> [Extrait]:
En conclusion l'empathie ça peut s'apprendre Mr X, d'ailleurs ça s'enseigne (cette phrase n’est pas de moi, mais elle conclu bien mon propos). Cf un très bon article à ce sujet dans la revue "Academic Medecine" réalisée par une équipe de l’Irvine College.
Mr X: Alors je te répond Youyou, (un brin condescendant avec ton "jeune homme" d'ailleurs)
Je reviens donc sur le mot 'tenter' car tout est là. Ce qui me gêne énormément ce n'est pas l'effort effectué pour tenter de comprendre l'autre, bien au contraire, mais le fait même qu'on veuille théoriser et "scientifiser" un processus empirique qui ne fait pas appel à des mecanismes renouvelables mais bel et bien à une sensibilité et une interprétation propre à chaque événement et à chaque médecin (...) ; ce faisant, cela cantonne donc cette tentative au stade de l'hypothèse pour rester dans une démarche purement scientifique. De là ma conclusion qu'il est extrêmement hasardeux de vouloir analyser les propos d'un patient en reformulant ses dires. Invariablement on fait rentrer en jeu notre propre appréciation, notre propre interprétation et on jette donc un peu plus de hasard au sein du processus thérapeutique.

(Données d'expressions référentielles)
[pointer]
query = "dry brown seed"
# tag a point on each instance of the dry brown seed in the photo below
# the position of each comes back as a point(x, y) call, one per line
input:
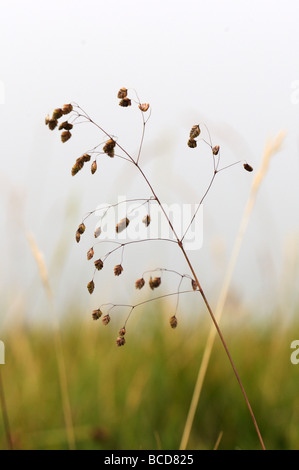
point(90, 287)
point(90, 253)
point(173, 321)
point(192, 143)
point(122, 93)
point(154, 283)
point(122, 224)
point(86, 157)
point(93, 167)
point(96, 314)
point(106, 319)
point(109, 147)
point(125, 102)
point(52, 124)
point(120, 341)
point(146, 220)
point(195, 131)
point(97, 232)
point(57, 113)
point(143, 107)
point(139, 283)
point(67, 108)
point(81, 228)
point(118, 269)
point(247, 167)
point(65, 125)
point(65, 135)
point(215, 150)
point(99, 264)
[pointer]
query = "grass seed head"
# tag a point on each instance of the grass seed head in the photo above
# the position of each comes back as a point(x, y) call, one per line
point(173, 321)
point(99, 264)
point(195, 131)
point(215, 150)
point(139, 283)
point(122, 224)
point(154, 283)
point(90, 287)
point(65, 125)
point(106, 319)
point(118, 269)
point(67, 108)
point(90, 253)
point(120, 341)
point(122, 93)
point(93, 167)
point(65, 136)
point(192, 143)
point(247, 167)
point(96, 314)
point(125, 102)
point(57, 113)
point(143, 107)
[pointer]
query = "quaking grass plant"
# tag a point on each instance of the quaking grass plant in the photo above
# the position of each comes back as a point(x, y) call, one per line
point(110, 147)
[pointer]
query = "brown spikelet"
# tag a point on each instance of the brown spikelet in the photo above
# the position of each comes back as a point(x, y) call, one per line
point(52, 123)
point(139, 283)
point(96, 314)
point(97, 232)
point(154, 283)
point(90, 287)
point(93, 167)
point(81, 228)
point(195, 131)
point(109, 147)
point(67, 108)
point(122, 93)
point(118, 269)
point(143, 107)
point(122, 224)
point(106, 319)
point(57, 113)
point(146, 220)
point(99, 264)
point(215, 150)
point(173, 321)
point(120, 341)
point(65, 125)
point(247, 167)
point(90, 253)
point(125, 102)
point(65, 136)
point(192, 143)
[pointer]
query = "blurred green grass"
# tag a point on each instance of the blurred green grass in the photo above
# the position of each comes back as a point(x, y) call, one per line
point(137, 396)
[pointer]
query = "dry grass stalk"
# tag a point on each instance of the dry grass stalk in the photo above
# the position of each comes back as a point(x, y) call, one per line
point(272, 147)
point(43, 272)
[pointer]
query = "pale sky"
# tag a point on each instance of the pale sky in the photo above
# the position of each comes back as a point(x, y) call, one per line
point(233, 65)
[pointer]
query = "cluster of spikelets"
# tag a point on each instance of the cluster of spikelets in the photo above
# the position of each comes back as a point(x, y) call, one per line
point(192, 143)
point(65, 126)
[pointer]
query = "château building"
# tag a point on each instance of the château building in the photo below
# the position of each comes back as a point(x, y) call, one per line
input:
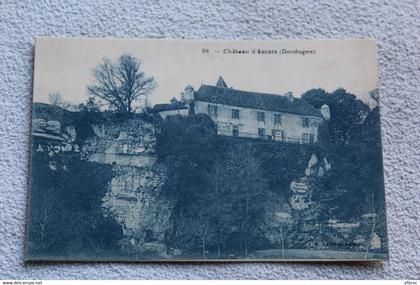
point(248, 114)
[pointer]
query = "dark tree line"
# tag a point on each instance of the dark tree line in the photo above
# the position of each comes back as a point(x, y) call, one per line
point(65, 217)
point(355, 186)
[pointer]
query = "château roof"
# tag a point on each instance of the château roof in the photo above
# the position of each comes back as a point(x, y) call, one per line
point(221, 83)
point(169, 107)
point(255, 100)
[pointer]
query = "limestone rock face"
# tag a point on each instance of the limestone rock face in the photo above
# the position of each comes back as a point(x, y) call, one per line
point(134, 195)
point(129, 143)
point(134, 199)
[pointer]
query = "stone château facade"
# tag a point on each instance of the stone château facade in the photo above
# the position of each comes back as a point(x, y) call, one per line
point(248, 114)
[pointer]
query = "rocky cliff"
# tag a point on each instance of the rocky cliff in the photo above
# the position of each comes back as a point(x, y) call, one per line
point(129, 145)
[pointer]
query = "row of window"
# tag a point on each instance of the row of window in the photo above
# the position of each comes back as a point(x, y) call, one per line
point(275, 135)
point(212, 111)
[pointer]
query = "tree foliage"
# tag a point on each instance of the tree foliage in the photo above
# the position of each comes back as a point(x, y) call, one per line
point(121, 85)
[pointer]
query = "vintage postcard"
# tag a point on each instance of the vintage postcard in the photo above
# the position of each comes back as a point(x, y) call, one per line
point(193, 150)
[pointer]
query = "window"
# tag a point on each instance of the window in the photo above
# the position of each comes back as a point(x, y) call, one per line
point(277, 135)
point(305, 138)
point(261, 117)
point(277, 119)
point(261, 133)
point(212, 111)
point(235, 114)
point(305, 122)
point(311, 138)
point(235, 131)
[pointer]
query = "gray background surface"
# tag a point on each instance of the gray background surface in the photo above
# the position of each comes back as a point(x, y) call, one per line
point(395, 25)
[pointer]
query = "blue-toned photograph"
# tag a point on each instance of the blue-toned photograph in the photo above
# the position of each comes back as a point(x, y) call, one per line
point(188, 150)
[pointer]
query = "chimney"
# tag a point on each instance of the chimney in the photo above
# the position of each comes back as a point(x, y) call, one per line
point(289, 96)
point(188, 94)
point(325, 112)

> [Consignes]:
[A] Relevez tous les mots ou groupes de mots que l'extrait sur l'empathie place entre guillemets.
[B] Prolongez l'extrait sur l'empathie à la suite de sa dernière phrase.

> [Corrigé]:
[A] Academic Medecine ; jeune homme ; tenter ; scientifiser

[B]
Moi: (un brin condescendant avec ton "jeune homme" d'ailleurs)» Je sais, le ton professoral et paternaliste me semblait le plus approprié dans le cadre de ma réponse. Ce ton me semblait aussi légitime pour répondre à ton « va crever» qui est violent, gratuit , sans fondement et accessoirement blessant..
En lisant ta réponse je me suis rendu compte que l’on parle de deux choses différentes, tu parles d’analyse, de reformulation des dires. Ce sont des choses qui viennent APRES, elles ne font pas partie du processus d’empathie, pas pour moi, pas dans ma façon d’être empathique avec mes patients quand je les prends en charge. (...) Je n’analyse pas, je n’interprète pas les termes utilisés par mon patient mais je lui fait comprendre que je suis présent, que je suis AVEC lui, sans m’investir trop émotionnellement (ce qui me ferait verser dans la sympathie) .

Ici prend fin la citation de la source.